* Source data:
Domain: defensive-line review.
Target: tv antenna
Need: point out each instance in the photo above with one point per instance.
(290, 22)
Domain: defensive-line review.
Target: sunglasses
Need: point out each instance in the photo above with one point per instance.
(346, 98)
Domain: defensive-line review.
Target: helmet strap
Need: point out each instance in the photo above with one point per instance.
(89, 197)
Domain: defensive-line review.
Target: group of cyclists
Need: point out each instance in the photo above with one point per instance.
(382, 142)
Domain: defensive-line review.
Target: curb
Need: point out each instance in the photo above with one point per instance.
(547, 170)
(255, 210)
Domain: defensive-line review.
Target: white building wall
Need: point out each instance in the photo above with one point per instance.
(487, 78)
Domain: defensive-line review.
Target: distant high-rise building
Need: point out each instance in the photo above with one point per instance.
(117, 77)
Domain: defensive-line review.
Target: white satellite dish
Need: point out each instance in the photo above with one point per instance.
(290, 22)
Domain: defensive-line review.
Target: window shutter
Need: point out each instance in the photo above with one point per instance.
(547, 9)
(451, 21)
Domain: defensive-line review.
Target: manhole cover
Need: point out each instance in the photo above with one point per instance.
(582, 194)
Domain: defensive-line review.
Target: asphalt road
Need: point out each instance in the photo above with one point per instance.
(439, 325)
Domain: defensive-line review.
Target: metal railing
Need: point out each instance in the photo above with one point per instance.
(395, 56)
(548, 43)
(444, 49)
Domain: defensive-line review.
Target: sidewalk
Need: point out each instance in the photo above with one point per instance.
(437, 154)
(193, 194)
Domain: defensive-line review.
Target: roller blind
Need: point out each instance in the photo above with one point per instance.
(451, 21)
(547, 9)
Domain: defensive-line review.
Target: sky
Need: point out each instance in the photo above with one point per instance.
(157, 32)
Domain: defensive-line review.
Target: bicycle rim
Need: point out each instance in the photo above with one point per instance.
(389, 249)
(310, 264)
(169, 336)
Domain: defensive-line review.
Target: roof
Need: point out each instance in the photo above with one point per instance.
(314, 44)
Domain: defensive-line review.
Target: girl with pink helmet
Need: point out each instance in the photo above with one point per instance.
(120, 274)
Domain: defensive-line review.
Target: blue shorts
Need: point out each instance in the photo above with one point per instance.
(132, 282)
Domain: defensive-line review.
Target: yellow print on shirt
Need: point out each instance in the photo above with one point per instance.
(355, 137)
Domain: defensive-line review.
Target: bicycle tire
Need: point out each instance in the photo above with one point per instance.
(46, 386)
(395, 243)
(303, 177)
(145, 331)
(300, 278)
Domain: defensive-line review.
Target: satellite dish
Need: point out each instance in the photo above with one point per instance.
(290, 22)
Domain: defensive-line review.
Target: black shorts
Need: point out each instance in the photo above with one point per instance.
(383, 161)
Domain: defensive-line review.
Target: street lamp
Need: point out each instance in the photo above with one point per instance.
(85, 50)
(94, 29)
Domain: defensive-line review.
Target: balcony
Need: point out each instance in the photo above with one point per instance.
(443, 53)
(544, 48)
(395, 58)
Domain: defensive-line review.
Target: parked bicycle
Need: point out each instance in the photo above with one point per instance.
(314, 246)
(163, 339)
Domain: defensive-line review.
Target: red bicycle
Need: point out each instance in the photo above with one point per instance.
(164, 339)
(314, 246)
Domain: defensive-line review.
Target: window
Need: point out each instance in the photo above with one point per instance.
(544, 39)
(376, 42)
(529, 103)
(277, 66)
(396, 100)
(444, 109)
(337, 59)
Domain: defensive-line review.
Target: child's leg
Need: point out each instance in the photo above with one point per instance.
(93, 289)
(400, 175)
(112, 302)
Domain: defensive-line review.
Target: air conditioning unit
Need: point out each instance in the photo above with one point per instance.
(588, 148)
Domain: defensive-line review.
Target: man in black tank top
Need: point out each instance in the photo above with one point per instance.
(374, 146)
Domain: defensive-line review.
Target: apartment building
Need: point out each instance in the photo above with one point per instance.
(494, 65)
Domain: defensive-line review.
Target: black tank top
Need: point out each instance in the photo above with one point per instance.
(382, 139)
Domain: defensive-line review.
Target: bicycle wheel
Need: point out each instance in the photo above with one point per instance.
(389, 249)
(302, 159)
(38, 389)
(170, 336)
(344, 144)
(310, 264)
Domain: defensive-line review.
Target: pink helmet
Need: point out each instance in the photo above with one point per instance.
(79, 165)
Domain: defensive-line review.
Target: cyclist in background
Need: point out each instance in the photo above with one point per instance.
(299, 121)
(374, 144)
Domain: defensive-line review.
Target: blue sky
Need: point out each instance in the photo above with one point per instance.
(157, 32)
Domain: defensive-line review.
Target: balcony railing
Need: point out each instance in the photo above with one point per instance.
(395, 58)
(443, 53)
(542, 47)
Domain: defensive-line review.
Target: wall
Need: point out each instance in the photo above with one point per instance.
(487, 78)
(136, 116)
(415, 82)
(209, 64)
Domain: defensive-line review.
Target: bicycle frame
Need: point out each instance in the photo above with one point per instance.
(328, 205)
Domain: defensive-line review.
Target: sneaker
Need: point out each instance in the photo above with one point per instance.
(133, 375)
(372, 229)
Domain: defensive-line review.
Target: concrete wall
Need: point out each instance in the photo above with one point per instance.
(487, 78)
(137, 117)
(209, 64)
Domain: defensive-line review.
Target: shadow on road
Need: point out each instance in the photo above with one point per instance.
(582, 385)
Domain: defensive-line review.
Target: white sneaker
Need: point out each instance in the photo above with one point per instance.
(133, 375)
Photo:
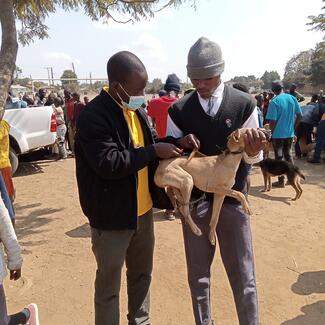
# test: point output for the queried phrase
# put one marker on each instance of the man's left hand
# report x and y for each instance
(255, 141)
(190, 141)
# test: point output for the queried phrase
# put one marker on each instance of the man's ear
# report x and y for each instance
(236, 135)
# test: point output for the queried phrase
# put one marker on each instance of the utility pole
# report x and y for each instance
(52, 76)
(48, 74)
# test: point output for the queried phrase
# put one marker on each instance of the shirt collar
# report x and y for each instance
(217, 93)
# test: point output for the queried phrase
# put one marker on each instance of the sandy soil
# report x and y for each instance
(59, 268)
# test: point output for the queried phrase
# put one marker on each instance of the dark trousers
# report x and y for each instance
(111, 249)
(320, 141)
(304, 131)
(282, 149)
(235, 242)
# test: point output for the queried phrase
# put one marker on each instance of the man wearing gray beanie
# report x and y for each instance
(211, 113)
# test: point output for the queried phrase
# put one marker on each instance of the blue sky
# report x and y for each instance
(255, 35)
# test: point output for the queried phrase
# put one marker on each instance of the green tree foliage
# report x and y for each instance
(248, 81)
(31, 15)
(318, 65)
(297, 69)
(68, 74)
(268, 77)
(154, 86)
(318, 22)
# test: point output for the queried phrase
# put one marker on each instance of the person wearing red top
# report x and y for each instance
(158, 111)
(158, 107)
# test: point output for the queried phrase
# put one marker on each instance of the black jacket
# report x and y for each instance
(107, 165)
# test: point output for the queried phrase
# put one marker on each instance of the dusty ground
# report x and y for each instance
(59, 269)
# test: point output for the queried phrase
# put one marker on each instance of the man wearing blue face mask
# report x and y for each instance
(116, 157)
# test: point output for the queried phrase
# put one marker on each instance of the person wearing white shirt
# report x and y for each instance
(211, 113)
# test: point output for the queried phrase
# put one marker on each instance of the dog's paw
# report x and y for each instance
(212, 238)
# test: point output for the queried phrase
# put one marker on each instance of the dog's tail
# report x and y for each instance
(300, 173)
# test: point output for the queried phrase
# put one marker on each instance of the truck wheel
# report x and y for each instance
(13, 160)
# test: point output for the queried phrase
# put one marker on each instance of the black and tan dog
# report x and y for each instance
(271, 167)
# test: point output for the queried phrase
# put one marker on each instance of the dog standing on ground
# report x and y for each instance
(271, 167)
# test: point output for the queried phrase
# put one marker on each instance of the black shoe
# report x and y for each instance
(278, 184)
(314, 161)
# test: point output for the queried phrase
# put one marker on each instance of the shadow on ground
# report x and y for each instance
(313, 314)
(80, 232)
(31, 222)
(309, 283)
(256, 191)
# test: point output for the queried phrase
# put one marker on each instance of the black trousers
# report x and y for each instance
(282, 149)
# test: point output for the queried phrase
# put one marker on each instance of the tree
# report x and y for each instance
(318, 22)
(248, 81)
(268, 77)
(32, 13)
(68, 74)
(297, 69)
(318, 65)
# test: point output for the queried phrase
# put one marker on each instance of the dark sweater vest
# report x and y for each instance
(190, 117)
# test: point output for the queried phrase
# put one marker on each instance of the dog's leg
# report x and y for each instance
(293, 183)
(265, 181)
(270, 183)
(236, 195)
(217, 204)
(299, 186)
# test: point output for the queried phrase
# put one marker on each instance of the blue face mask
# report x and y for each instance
(135, 102)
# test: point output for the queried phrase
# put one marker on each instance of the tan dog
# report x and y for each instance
(212, 174)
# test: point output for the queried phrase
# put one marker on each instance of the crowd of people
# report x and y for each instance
(117, 139)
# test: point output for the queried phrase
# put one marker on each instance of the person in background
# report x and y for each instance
(158, 107)
(293, 92)
(5, 166)
(284, 115)
(8, 240)
(158, 112)
(320, 136)
(259, 105)
(40, 97)
(61, 129)
(69, 110)
(314, 99)
(78, 107)
(309, 120)
(86, 100)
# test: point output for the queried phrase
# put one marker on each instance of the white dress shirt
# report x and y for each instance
(217, 96)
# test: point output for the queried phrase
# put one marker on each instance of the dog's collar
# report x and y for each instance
(227, 152)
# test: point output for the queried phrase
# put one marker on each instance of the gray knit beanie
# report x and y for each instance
(204, 60)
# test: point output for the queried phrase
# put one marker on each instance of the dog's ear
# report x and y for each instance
(236, 135)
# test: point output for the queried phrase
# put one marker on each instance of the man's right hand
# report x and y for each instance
(167, 150)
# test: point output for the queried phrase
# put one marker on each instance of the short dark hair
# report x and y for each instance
(122, 64)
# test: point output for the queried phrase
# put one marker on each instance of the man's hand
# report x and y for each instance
(167, 150)
(255, 141)
(15, 274)
(190, 141)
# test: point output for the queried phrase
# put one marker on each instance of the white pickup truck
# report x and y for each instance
(31, 128)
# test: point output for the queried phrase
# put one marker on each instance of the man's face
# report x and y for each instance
(206, 87)
(134, 85)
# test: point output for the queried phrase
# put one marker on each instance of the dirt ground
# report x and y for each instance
(59, 268)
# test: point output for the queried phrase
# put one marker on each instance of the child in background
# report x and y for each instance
(61, 128)
(8, 239)
(5, 166)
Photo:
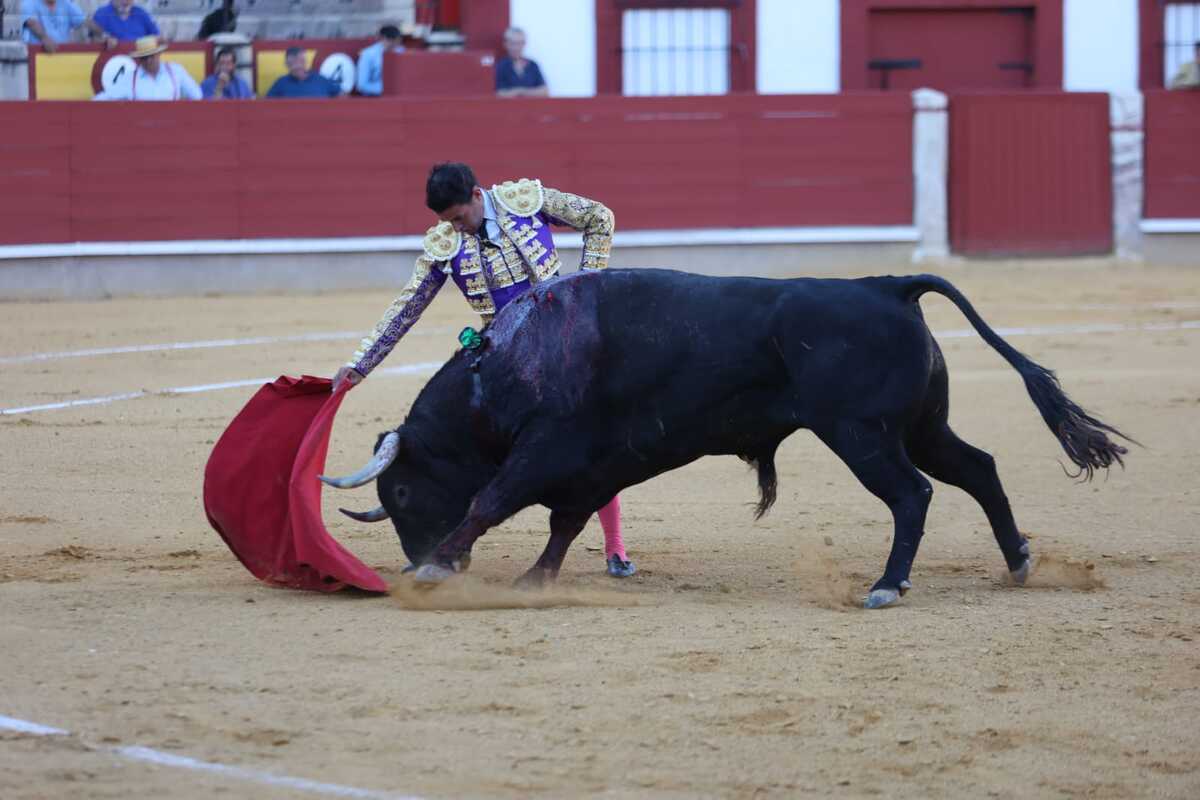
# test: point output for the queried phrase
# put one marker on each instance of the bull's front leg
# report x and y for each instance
(564, 527)
(503, 497)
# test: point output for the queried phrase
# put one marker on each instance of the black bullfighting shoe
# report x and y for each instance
(619, 569)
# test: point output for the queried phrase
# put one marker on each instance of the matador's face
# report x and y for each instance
(466, 217)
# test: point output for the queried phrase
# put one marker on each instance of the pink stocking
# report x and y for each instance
(610, 519)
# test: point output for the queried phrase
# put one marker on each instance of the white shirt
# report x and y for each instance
(491, 223)
(171, 83)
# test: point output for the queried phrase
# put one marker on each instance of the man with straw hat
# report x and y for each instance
(151, 77)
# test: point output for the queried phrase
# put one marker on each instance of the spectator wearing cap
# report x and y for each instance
(1188, 77)
(225, 83)
(49, 23)
(300, 80)
(369, 79)
(222, 20)
(125, 22)
(517, 76)
(153, 78)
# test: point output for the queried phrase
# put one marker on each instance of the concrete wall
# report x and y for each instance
(1099, 46)
(563, 42)
(799, 47)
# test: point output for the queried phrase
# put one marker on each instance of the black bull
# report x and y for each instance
(595, 382)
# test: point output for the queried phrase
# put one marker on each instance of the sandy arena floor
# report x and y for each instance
(731, 665)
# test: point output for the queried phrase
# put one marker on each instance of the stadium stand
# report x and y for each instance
(276, 19)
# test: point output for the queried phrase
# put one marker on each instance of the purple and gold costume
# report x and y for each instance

* Activity:
What is needed is the number of lines above that include the string "collar", and nothing else.

* Task response:
2